# [Written exercise A]
Rewrite the Reuters report on the euro from "France and Germany" up to and including "euro states.", putting "free-spending" in place of "spendthrift".

# [Selected extract]
+++
By Catherine Bremer and Stephen Brown, Reuters
PARIS/BERLIN (Reuters) - British Prime Minister David Cameron
threatened on Friday to obstruct a Franco-German drive for swift change
to the European Union's treaty, a sign of the difficulty leaders will
face transforming Europe to save the euro.
France and Germany
are reaching a consensus that euro zone economies need to be bound more
closely together if the single currency is to survive, which could mean
changing the EU treaty to give Brussels powers to punish spendthrift
euro states.
Austrian Chancellor Werner Faymann said there was a
danger that the euro zone bloc would split up unless it implemented new
rules and stuck to them.
"When we are not able to set up and keep
to more conditions and ground rules, then many countries in the euro
zone will no longer be able to pay the very high rates for sovereign
bonds," he told the daily Krone.
"The next effect will be that
you won't find anyone to buy them. Then the euro zone has to break up
because of this.... it is a very real danger."
+++
# [Written exercise B]
Reproduce only the rows below from the line with "of the grey" up to and including the line with "column 325, row 52", word for word.
+++
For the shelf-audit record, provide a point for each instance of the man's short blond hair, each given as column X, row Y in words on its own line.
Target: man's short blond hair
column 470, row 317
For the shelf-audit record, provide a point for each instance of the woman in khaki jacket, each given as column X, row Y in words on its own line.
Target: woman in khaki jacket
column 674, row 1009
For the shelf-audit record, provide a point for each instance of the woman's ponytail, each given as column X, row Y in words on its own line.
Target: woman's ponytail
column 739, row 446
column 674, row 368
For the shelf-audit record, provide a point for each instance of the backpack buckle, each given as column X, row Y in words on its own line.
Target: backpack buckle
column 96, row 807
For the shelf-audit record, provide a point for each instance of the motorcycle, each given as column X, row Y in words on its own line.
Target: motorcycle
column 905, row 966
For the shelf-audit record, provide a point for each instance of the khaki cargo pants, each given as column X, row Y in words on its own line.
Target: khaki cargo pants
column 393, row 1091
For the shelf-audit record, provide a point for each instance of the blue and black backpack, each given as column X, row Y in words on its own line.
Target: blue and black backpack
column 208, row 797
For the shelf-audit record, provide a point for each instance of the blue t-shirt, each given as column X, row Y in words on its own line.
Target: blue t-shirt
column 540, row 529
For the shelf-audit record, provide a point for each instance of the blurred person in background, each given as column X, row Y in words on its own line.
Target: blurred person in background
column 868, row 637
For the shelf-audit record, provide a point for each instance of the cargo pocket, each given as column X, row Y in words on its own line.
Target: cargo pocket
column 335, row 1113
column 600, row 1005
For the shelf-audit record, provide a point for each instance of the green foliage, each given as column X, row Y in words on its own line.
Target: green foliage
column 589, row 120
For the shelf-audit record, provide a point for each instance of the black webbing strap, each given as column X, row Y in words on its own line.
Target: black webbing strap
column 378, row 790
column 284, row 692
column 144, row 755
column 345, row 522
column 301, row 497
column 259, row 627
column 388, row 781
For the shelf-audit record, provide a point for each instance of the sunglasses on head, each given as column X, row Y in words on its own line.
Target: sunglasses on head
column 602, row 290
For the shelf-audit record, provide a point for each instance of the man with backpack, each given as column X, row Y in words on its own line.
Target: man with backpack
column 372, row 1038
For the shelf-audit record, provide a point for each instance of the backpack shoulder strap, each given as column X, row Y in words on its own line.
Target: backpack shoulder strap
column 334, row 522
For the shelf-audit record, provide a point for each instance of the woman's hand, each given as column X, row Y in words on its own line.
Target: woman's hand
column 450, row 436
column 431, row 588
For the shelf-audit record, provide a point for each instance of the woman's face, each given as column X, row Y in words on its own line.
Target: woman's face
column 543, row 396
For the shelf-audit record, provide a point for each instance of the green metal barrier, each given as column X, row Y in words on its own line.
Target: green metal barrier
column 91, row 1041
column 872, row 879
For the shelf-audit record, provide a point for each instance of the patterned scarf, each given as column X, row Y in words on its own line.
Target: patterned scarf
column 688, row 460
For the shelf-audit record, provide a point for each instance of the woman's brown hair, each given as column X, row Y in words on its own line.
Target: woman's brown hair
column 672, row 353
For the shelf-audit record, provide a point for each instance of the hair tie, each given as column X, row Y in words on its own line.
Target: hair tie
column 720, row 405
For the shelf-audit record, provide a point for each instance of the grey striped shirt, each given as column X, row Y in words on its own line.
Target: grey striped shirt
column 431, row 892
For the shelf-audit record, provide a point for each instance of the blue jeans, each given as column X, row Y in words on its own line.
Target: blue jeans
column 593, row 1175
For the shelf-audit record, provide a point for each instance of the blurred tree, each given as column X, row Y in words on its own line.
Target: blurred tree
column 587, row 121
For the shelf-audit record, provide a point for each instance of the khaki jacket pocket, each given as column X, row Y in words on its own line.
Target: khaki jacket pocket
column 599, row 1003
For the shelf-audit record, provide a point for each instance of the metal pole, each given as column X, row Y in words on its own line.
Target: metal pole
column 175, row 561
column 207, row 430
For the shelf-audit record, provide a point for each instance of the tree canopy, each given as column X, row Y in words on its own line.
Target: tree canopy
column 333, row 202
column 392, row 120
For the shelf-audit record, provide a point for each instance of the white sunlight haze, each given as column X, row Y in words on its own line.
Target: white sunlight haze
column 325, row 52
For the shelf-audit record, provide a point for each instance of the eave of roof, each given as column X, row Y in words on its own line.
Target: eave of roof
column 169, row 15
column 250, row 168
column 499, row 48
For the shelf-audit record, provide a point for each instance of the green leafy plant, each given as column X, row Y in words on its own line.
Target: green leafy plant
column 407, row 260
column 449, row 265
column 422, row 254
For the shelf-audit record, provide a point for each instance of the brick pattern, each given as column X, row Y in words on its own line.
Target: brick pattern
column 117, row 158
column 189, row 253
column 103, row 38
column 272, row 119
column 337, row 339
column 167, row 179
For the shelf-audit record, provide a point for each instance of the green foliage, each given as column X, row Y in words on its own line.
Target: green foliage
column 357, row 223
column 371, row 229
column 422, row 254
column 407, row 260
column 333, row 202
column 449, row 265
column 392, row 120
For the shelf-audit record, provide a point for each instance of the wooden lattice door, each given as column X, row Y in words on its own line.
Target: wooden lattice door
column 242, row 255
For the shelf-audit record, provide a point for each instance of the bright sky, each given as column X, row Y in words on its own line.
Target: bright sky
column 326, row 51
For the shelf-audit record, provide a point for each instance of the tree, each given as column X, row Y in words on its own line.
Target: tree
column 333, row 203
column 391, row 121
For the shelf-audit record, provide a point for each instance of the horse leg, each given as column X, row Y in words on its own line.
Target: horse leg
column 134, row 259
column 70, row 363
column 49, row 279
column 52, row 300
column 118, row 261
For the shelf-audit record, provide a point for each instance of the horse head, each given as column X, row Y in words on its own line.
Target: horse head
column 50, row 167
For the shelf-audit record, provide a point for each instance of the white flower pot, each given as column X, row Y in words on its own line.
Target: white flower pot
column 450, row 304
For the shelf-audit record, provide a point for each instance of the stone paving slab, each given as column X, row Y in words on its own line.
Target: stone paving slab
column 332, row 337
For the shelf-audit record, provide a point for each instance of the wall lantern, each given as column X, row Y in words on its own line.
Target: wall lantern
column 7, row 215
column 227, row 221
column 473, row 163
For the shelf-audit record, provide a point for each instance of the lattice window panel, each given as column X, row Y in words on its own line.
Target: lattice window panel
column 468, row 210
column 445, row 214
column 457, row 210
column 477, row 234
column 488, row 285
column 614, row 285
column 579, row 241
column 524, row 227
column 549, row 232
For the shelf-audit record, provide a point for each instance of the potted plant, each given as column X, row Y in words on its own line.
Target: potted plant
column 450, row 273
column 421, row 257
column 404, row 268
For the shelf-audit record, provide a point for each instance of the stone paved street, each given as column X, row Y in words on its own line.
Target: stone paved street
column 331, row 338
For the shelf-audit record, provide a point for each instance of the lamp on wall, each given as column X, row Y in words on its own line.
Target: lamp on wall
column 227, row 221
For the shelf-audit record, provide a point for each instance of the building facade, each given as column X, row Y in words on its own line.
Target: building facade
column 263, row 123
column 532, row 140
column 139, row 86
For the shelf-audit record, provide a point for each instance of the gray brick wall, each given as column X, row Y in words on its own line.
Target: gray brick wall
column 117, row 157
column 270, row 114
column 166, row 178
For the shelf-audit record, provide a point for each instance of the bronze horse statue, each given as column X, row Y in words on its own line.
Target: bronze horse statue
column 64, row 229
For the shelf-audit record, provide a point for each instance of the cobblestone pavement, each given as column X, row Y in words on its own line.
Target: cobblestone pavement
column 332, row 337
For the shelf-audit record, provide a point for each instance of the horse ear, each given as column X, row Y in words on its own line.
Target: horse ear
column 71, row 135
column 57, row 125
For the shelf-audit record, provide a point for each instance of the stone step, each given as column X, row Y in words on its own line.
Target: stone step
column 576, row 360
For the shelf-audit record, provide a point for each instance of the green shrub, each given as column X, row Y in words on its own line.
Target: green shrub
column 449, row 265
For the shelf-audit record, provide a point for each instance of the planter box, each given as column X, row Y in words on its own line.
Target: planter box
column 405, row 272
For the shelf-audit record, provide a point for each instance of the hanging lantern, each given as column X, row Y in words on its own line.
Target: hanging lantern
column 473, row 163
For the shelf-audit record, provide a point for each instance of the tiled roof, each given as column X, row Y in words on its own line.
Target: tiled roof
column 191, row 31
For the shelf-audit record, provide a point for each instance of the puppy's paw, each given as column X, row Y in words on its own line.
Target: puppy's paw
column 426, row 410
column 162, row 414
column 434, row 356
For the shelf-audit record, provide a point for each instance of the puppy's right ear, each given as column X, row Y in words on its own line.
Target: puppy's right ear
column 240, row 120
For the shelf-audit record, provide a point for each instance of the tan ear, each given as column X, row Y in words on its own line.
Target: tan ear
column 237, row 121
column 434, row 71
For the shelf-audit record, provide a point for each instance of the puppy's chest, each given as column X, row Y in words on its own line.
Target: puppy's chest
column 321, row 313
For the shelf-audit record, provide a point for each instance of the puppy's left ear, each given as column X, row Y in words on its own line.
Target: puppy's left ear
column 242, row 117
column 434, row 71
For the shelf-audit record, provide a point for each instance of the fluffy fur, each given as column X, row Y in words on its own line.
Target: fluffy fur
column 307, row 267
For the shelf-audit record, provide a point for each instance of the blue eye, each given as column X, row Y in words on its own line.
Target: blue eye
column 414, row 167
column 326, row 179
+++
# [Exercise output A]
France and Germany
are reaching a consensus that euro zone economies need to be bound more
closely together if the single currency is to survive, which could mean
changing the EU treaty to give Brussels powers to punish free-spending
euro states.

# [Exercise output B]
For the shelf-audit record, provide a point for each instance of the grey striped shirt, each given as column X, row Y in words on its own line.
Target: grey striped shirt
column 431, row 892
For the shelf-audit record, provide a point for each instance of the blue jeans, each given as column X, row Y in words on its own line.
Target: blue jeans
column 593, row 1175
For the shelf-audit record, provide a point for each instance of the blurred tree, each given as column X, row Y in words on its own line.
Target: blurred tree
column 587, row 121
For the shelf-audit record, provide a point for each instance of the khaki jacket pocket, each given as column X, row Y in words on its own line.
Target: khaki jacket pocket
column 599, row 1003
For the shelf-audit record, provide a point for each instance of the metal pole, each given as column X, row Y in words on its own line.
Target: metal pole
column 175, row 561
column 207, row 430
For the shelf-audit record, provide a point for each instance of the tree canopy, each given as column X, row Y in words on its own line.
Target: tree canopy
column 333, row 202
column 392, row 120
For the shelf-audit record, provide a point for each instance of the white sunlight haze, each given as column X, row Y in words on its own line.
Target: white sunlight haze
column 325, row 52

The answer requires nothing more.